◆ **DIRECTIONS FOR THIS TASK**
Count the lines in the listing below that contain the string "sunglasses", and give only that number.
**** DATA RECORDS ****
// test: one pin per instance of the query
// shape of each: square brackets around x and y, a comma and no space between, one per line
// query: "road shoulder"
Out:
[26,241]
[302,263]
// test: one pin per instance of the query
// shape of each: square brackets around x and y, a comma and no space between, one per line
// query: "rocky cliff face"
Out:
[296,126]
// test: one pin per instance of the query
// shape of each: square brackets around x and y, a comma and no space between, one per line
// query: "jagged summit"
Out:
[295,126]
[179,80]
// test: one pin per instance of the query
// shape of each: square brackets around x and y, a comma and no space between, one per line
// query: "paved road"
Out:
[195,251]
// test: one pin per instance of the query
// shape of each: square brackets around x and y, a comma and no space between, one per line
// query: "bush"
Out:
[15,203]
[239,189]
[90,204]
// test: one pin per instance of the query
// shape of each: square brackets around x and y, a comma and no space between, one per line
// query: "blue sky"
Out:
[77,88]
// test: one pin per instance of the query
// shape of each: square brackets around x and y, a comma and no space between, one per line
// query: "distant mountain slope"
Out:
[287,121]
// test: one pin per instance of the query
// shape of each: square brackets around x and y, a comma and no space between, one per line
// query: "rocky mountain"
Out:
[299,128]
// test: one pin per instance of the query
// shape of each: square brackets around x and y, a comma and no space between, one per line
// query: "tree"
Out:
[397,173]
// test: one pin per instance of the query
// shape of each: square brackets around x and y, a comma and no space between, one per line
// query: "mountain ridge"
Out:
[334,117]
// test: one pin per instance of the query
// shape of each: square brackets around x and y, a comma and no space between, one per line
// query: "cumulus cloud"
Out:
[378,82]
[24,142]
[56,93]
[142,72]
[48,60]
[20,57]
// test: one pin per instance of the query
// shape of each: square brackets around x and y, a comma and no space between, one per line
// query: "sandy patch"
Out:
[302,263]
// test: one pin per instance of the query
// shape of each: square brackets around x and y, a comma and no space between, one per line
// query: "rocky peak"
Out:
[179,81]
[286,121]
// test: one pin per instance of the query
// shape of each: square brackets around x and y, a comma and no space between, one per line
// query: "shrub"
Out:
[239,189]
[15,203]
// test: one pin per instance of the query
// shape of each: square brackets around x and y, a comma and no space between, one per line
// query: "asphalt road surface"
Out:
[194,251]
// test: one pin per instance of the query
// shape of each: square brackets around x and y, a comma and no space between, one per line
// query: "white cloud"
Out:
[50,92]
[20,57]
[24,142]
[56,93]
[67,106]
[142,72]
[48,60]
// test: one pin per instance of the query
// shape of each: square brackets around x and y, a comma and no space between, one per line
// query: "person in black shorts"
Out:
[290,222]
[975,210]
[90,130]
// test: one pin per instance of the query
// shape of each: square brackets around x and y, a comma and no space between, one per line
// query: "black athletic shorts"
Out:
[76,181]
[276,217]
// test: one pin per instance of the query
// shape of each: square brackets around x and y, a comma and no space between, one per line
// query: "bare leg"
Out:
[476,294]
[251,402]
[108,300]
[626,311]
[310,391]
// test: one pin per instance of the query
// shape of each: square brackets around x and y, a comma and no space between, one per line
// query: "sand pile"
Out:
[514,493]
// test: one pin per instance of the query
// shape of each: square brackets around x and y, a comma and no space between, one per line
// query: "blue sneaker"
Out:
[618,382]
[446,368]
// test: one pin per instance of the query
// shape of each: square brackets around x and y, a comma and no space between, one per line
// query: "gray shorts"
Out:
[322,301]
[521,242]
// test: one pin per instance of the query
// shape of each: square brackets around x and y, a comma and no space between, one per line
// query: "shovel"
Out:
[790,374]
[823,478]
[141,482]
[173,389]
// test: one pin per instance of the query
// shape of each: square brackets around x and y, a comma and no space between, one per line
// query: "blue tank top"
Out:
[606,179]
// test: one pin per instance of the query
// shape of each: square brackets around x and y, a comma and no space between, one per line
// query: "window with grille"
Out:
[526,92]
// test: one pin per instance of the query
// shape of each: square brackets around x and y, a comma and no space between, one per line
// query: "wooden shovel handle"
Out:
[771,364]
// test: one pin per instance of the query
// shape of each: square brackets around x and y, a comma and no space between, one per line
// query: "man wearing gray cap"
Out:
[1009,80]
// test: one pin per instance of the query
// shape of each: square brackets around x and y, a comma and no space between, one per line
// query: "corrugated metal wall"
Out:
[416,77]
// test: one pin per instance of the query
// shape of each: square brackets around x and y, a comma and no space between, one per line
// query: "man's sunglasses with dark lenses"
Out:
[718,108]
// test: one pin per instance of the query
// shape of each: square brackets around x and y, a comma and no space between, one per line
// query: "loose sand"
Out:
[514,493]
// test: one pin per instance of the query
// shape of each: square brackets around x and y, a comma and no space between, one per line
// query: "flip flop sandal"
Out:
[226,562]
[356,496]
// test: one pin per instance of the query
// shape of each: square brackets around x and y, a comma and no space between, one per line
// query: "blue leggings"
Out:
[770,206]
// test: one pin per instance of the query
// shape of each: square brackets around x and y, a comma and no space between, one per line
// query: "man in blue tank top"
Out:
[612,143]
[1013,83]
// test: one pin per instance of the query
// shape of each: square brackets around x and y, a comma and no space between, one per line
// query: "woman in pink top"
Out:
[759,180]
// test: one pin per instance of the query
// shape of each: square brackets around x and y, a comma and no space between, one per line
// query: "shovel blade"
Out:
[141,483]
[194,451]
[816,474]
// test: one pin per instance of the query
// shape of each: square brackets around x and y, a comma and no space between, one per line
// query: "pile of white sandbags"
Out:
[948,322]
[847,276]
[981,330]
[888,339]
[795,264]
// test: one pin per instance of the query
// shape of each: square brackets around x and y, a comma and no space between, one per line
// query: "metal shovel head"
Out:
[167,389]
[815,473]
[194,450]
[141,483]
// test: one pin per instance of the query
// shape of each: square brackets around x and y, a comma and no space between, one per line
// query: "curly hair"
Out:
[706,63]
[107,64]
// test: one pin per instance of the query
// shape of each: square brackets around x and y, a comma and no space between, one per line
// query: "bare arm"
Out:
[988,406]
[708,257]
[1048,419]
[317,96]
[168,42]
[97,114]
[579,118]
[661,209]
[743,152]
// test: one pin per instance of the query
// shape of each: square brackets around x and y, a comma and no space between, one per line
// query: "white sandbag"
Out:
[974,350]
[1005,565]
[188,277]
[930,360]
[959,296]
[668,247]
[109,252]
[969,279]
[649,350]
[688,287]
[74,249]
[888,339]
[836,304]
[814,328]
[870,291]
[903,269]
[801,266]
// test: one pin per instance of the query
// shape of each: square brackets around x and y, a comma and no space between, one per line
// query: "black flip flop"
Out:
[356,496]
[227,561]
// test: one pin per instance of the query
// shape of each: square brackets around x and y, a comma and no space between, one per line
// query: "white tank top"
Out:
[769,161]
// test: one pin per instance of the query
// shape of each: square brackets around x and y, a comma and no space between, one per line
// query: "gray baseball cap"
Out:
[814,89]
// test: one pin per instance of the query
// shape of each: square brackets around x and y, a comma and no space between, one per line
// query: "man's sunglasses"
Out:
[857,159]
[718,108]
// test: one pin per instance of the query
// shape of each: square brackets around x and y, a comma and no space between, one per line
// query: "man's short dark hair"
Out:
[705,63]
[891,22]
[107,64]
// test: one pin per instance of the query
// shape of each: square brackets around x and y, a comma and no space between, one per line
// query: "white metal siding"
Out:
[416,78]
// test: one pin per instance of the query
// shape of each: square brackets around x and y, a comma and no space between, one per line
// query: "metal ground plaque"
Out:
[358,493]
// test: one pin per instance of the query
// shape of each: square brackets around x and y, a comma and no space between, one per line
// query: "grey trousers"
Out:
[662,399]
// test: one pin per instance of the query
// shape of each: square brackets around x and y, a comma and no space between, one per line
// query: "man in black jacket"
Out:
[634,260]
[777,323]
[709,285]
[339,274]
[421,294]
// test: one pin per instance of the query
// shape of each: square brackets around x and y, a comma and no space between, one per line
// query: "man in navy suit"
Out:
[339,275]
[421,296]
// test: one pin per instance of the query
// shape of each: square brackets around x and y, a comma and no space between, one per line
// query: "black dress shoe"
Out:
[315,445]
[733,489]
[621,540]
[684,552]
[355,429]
****
◆ **SOLUTION**
2